PROBLEM A:
Please answer these questions from the funeral account below:
(i) Which mall did the tornado hit?
(ii) Why was the church unable to ring the bells at the beginning of the funeral?
(iii) At which cemetery was the graveside service held?
PROBLEM B: Name every organization whose color guard attended the graveside service, according to the funeral account below.

SUPPLIED TEXT:
==============================

We all stood around nervously, wondering if it was going to hit the funeral home. Suddenly someone, I don't know who, said "Hey, we left Bill upstairs by himself." Someone else said, "He don't care; he's dead." That got me thinking about the funeral home blowing away and having to go look for my dad. Fortunately, that did not happen.
Eventually the all clear was called. We came back upstairs to assess damage. There were many trees down, but we had not lost power at the funeral home. The tornado had missed the Highland Park area, but had hit St. Anthony Mall, which was near where my sister Kathy and her family lived.
Kathy called when she got home. Her neighborhood was devastated. There were trees down everywhere and the windows had been blown out of her church. Fortunately, it had missed her house. She did not have power and asked that I call in the morning to make sure they woke up for the funeral.
When I woke up in the morning the sky was still gray. I called Kathy, and then got ready. We met at the funeral home, and then escorted Dad's body to the church. The church had no power, so they were unable to ring the bells at the beginning of the funeral, as is the custom. We processed in and got into our places. Just as the priest was going to start the mass, the tornado siren went off again. He stated, "the Lord shall provide," and I started giggling about the siren being used in place of the bells. The funeral directors went outside to check on the skies while the funeral continued.
At the end of the funeral, we were all nervous about what we would find when we went outside. The doors opened and sun came pouring in. The skies had cleared. It was sunny and blue with a light breeze, a perfect spring day. Cindi, Kathy, and I got into the limousine, the first time I'd ever been in one. Kathy pointed out a man as we were pulling away from the church. He was my brother Mike, whom I had never met. He was from my dad's first marriage, which had ended badly.
At Fort Snelling National Cemetery, we held the graveside service. The color guards from the VFW, American Legion, and the Saint Paul Police Department were there. All the Memorial Rifle Squad members were there as well, as Dad had been a member. Dad had a full military send off with a full 21-gun salute and a flag-draped coffin. As the oldest child in attendance I received the flag off his coffin as well as symbolic bullets.
I kept my emotions together until the trumpeter played "Taps." Hearing that song, all the grief I had been holding back because I had been too busy finally came out. I hunched over and wept. I remember people touching me, patting me, and hugging me, but I sat in my grief for a long time.

==============================

(Records contained in a dataset)
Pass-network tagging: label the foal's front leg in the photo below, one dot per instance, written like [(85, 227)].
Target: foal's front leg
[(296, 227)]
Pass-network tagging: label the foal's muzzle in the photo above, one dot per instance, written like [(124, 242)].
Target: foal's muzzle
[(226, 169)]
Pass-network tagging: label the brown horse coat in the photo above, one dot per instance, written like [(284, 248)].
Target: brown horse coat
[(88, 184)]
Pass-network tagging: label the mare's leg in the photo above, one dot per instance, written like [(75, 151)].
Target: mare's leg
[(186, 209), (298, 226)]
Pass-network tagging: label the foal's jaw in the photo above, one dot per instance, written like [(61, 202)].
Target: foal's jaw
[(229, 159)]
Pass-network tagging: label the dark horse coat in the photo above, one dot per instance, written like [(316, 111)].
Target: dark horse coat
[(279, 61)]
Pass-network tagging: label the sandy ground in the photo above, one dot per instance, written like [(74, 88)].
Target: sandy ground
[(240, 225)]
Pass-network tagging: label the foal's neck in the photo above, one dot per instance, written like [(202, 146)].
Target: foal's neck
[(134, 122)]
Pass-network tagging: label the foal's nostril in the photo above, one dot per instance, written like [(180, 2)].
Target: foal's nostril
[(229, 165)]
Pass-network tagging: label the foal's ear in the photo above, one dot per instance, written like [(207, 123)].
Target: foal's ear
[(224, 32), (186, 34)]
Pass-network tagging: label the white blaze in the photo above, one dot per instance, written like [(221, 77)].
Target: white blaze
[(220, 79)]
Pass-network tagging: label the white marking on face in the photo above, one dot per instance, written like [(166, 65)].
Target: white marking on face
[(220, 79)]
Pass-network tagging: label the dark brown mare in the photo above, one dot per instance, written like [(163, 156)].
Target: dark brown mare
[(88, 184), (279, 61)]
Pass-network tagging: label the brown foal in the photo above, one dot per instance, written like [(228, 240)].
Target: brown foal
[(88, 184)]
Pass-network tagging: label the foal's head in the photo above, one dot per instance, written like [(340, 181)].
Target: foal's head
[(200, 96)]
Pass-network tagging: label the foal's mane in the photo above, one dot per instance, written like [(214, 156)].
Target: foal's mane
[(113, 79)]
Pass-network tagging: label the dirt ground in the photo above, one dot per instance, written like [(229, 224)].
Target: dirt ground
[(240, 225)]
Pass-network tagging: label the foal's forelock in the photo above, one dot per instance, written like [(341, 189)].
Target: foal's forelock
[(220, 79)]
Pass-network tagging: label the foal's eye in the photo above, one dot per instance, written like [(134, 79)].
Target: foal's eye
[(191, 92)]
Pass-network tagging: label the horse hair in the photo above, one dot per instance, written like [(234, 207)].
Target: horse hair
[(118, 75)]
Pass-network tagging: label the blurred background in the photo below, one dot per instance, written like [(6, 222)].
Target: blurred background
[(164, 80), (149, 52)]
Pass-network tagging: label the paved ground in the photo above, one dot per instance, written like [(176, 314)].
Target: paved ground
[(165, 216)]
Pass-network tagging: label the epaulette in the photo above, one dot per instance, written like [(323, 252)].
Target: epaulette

==============================

RESULT A:
(i) St. Anthony Mall
(ii) The church had no power.
(iii) Fort Snelling National Cemetery

RESULT B:
VFW
American Legion
Saint Paul Police Department